- Aim of the exercise
Extract each line holding the word "below" from the entries.

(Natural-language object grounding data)
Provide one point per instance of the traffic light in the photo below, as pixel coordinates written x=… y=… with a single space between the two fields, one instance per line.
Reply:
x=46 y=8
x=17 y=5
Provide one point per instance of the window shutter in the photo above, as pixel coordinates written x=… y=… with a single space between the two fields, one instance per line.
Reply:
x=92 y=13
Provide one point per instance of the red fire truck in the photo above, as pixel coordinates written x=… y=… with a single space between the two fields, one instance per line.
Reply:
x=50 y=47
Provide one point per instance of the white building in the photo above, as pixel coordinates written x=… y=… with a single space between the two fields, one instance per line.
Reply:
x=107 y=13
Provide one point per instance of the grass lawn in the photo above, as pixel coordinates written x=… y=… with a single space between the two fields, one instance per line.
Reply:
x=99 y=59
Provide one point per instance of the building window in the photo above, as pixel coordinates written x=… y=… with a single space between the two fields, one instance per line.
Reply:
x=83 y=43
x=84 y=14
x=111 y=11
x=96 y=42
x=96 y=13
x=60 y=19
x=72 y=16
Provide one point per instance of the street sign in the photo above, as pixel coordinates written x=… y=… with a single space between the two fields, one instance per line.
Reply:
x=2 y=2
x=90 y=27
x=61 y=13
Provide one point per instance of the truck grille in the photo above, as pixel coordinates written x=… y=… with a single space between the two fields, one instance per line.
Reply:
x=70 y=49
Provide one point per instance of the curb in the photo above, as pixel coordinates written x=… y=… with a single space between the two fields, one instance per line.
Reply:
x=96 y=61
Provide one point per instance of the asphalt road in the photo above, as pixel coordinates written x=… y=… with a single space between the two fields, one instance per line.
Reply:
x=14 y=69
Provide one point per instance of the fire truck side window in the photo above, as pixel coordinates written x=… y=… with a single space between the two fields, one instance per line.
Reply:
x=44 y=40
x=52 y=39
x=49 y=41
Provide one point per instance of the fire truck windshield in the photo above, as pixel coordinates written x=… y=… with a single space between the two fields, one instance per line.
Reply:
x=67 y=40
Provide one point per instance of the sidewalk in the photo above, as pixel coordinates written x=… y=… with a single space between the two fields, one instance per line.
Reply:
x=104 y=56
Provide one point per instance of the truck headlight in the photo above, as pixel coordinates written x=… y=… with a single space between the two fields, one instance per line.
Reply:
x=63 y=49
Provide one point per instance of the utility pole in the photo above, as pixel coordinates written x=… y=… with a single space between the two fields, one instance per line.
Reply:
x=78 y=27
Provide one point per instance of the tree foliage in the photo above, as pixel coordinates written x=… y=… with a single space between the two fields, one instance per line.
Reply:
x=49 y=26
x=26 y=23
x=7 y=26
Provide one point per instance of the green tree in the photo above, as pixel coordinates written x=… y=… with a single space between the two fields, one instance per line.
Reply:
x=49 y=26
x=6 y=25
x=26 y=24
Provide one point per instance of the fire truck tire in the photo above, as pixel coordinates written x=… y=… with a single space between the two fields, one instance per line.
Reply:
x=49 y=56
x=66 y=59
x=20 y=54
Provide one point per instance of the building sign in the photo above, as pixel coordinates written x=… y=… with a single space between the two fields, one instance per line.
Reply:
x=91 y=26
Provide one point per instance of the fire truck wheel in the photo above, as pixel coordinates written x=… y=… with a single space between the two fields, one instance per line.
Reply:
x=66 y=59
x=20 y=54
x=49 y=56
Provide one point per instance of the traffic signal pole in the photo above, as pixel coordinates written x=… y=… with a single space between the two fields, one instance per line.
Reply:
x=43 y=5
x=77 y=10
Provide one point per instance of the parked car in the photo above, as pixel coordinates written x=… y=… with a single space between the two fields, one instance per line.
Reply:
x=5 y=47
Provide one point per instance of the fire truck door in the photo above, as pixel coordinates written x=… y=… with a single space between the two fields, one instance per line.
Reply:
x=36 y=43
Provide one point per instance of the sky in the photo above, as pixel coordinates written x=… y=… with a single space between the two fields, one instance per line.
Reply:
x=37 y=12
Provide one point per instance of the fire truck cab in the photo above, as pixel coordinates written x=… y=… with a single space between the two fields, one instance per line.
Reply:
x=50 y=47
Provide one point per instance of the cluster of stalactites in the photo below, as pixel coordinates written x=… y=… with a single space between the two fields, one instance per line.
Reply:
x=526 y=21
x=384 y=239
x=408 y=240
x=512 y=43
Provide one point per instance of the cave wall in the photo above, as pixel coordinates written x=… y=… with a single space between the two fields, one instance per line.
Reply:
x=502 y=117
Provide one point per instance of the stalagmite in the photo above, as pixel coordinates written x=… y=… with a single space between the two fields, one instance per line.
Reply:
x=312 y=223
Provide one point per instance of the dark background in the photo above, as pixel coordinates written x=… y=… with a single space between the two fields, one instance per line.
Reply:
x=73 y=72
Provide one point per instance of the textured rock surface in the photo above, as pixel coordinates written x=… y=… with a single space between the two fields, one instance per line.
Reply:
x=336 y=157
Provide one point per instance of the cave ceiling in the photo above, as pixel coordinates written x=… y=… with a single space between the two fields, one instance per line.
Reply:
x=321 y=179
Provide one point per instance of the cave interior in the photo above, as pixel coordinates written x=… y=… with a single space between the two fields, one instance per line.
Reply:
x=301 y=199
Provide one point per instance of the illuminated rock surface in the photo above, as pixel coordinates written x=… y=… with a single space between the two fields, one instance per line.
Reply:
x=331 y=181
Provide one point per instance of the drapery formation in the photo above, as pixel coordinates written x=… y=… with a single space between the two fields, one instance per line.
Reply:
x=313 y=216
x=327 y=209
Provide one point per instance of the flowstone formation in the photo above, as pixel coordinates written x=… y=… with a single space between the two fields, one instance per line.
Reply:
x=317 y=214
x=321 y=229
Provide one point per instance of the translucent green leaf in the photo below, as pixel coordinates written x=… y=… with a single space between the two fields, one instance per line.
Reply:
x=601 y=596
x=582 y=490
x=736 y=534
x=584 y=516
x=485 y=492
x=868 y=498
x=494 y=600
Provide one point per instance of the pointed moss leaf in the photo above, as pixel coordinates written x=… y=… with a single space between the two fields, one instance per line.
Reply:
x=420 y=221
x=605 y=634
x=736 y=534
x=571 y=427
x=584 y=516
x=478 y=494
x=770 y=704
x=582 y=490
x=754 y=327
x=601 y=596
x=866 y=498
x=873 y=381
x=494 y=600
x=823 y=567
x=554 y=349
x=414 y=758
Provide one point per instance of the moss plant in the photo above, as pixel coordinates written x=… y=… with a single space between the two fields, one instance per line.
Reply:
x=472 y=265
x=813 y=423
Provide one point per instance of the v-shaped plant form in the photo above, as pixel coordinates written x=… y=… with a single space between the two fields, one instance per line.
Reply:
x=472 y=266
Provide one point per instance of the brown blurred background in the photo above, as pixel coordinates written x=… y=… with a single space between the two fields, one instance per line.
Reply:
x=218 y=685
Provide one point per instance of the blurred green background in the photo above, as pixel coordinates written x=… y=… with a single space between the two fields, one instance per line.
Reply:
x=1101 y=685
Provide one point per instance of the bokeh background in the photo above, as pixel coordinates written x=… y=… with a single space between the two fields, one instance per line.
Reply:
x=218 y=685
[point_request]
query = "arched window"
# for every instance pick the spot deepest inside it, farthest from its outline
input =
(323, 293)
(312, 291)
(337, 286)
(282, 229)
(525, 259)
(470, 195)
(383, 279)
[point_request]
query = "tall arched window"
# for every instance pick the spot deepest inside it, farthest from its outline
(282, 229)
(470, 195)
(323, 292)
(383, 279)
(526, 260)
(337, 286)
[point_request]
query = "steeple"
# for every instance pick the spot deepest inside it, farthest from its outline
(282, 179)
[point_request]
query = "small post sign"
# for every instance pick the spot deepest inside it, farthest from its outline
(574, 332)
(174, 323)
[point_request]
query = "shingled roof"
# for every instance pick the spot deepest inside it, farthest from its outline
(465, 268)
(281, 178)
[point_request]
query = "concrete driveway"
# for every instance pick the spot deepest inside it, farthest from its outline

- Answer to the exercise
Provide one point per instance of the traffic light in the photo below, as pixel coordinates written x=… y=… with a single space between the two fields, one instance per line.
Provide one point per instance of the cluster of stalactites in the photo below, as pixel coordinates written x=… y=… with a single space between the two fields, one instance per line.
Provide one point per instance of the translucent green leaf in the photo below, as pixel coordinates written x=… y=… with a single space between the two fields, one instance per line.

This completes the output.